Sudan’s path to peace
- November 24, 2025
- Richard Cockett
- Themes: Africa, Geopolitics
A peace settlement that divides the old Sudan into three new entities — one recognised state and two de facto polities — would merely extend a decades-long trajectory of geographic dissolution.
In the two years and more since Sudan’s latest, and most devastating, civil war erupted in 2023, the frontlines, and with it the fortunes of the two opposing sides, have ebbed and flowed, neither gaining a decisive advantage.
But the capture of El-Fasher by the Rapid Support Forces (RSF) from the Sudanese army on 27 October might yet turn out to be that decisive moment. For the fall of the largest city in the western region of Darfur to the RSF effectively divides the country up into two parts.
To the west, the leader of the rebel paramilitary militia RSF, Muhammad Hamdan Dagalo, better known by the mononym Hemedti, is now in control of his own statelet, encompassing Darfur and parts of the neighbouring Kordofan region. Since the fall of El-Fasher, the RSF has been fighting to take over more of Kordofan. To the east, the Sudanese Armed Forces (SAF), commanded by General Abdel-Fattah al-Burhan, the official military, control most of the bombed-out capital of Khartoum and, more importantly, the eastern region and with it the only major harbour on Sudan’s Red Sea coast. Port Sudan is thus, in effect, the capital of the SAF’s truncated kingdom, just as Hemedti will now administer his territorial gains from the relative squalor of El-Fasher.
The question now is whether the two sides will rest content, at least for a while, consolidating their rump states–or attempt to press on until the other is finally vanquished. After the army’s defeat in Darfur, Sudan’s ruling council, chaired by General al-Burhan, sounded suitably defiant and vindictive, releasing a statement warning that ‘this war will not come to an end with a truce, but when rebels are destroyed’, and calling on ‘all Sudanese to join the fight’. The RSF has been advancing on army bases in Kordofan. Nonetheless, the fall of El-Fasher clearly presents an opportunity for some hard-nosed reflection on Sudan’s future, both by the belligerents themselves and outside powers.

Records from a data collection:
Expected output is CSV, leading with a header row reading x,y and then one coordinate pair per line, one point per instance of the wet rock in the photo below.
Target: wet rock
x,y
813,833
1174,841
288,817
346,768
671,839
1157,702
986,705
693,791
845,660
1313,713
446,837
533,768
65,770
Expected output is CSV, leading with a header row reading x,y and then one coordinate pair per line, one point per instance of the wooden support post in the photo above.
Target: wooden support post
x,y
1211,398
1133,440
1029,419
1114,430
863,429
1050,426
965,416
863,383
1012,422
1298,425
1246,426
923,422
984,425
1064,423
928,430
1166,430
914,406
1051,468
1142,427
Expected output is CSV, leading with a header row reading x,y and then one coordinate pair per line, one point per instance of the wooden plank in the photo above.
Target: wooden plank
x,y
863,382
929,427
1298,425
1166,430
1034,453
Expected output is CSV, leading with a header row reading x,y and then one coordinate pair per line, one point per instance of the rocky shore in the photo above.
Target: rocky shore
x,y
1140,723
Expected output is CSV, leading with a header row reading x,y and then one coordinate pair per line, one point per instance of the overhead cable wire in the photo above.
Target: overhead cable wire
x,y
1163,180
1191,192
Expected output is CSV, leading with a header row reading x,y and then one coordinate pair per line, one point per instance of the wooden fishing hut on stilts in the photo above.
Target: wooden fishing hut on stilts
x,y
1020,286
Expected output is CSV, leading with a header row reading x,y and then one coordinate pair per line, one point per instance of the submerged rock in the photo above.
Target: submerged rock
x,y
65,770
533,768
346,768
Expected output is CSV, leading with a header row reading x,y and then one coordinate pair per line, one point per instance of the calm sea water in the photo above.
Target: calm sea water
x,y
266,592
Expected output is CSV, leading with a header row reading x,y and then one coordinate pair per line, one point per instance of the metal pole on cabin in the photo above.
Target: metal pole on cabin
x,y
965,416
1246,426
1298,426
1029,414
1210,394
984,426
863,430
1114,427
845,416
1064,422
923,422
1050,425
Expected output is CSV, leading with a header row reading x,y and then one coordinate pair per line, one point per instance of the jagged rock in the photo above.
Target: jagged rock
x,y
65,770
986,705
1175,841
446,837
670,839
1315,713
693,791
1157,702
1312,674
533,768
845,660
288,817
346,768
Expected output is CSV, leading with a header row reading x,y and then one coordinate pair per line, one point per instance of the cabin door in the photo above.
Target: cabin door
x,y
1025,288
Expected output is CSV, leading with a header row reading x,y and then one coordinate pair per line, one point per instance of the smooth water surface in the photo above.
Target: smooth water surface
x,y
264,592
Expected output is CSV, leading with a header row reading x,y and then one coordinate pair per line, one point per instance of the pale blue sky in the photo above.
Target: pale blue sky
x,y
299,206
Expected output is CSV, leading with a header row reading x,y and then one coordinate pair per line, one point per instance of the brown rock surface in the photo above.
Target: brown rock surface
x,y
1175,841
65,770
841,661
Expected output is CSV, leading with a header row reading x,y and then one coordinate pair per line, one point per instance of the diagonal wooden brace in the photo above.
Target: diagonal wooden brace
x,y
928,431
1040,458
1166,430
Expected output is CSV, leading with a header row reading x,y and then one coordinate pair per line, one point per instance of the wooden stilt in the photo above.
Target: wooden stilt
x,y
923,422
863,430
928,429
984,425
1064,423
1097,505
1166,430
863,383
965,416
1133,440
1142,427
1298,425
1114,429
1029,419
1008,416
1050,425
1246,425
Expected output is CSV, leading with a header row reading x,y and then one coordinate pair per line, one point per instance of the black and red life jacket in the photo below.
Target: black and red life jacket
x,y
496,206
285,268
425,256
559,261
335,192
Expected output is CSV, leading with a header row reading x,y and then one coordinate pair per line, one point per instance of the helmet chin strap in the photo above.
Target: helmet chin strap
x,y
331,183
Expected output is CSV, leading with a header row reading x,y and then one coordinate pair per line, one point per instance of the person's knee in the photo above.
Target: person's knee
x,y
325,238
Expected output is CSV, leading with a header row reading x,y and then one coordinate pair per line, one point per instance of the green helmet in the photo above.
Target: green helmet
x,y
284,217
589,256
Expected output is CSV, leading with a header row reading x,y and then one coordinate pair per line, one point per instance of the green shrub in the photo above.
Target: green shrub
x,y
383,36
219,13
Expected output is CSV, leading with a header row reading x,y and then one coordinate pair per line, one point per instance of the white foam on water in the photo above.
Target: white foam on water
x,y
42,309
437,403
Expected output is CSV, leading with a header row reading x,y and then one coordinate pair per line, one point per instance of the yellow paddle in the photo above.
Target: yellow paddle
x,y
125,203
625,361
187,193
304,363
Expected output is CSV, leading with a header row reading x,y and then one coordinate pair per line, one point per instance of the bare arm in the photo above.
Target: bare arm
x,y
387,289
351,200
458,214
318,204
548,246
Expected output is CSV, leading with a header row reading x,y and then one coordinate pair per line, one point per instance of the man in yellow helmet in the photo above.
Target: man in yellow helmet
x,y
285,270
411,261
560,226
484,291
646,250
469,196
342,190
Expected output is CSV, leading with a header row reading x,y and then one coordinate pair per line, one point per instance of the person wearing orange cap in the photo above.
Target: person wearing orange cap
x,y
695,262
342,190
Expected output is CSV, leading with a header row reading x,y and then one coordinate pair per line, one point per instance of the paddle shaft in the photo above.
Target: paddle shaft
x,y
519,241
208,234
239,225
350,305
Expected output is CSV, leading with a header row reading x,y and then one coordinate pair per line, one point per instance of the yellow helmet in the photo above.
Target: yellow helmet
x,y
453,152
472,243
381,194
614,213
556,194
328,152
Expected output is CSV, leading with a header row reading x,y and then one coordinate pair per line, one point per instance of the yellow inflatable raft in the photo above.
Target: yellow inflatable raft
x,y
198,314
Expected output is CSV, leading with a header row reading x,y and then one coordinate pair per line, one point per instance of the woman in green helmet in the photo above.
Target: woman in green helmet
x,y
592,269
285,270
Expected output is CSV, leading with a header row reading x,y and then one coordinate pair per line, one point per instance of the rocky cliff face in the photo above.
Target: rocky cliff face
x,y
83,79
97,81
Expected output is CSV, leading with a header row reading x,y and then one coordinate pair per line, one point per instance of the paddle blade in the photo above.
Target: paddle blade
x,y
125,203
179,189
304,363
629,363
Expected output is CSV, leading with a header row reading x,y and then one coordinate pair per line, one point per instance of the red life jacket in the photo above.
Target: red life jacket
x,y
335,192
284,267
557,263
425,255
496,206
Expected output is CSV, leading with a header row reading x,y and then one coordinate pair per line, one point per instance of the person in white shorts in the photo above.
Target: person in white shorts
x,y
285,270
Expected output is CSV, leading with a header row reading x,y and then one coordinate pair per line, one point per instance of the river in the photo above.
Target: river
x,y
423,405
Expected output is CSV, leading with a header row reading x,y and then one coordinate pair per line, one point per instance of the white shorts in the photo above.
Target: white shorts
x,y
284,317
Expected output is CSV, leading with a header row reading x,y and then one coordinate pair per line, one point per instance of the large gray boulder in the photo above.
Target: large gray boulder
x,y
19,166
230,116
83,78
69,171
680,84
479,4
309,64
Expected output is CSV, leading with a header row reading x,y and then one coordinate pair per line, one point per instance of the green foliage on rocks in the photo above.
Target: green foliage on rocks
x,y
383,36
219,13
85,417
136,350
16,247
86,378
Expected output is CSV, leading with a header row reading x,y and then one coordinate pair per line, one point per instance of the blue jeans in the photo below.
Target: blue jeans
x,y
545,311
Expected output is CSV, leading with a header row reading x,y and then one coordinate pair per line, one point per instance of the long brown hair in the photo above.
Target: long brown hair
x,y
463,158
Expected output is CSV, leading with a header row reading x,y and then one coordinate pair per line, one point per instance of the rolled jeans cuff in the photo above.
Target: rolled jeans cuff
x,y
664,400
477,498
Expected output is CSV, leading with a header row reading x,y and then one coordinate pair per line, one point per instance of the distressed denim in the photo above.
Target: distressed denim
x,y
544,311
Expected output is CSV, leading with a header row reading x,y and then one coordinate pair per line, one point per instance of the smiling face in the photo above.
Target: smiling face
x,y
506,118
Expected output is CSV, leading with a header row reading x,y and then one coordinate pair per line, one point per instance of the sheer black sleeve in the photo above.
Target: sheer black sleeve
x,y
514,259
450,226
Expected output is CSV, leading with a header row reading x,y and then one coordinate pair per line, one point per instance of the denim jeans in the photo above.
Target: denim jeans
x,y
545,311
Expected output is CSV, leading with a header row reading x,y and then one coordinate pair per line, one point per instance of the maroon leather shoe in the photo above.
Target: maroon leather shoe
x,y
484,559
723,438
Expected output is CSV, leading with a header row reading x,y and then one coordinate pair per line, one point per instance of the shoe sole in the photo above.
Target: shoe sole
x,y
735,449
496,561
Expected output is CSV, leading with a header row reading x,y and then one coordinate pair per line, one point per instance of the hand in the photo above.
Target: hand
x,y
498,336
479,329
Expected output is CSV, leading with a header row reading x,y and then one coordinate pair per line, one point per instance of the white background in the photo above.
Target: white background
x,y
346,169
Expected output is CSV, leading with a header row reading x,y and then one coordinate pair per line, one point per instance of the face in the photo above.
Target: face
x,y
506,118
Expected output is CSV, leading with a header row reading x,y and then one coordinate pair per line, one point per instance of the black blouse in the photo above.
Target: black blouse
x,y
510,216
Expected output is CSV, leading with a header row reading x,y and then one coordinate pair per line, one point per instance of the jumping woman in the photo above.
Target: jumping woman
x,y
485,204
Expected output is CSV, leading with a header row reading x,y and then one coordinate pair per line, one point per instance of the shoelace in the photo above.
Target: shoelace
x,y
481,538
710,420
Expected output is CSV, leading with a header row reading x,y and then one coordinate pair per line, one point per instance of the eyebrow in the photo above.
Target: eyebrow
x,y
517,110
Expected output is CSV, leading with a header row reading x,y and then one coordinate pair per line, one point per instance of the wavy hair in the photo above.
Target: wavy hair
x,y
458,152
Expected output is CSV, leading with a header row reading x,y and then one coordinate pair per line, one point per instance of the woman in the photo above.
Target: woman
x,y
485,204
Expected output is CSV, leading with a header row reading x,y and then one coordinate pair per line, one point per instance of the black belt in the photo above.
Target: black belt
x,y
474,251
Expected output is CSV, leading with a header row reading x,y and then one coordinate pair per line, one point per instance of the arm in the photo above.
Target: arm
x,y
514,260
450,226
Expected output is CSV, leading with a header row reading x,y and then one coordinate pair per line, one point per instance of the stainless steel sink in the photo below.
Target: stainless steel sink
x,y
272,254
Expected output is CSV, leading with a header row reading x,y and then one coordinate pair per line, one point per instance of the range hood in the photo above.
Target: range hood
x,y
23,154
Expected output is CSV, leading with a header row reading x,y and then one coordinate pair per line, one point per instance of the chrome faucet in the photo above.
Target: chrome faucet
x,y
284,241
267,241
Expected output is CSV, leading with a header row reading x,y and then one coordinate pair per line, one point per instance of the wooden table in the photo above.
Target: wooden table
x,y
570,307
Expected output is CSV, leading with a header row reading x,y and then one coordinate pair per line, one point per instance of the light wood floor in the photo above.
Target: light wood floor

#### Stated goal 1
In the Sudan article, on what date did the Rapid Support Forces capture El-Fasher from the Sudanese army?
#### Stated goal 2
Find each line in the rows that includes the word "blue", treating uppercase and lowercase as different.

#### Correct answer 1
On 27 October.

#### Correct answer 2
Expected output is CSV, leading with a header row reading x,y and then one coordinate pair per line, one point per instance of the pale blue sky in the photo above.
Target: pale blue sky
Expected output is CSV, leading with a header row reading x,y and then one coordinate pair per line, one point per instance of the blue jeans in the photo below.
Target: blue jeans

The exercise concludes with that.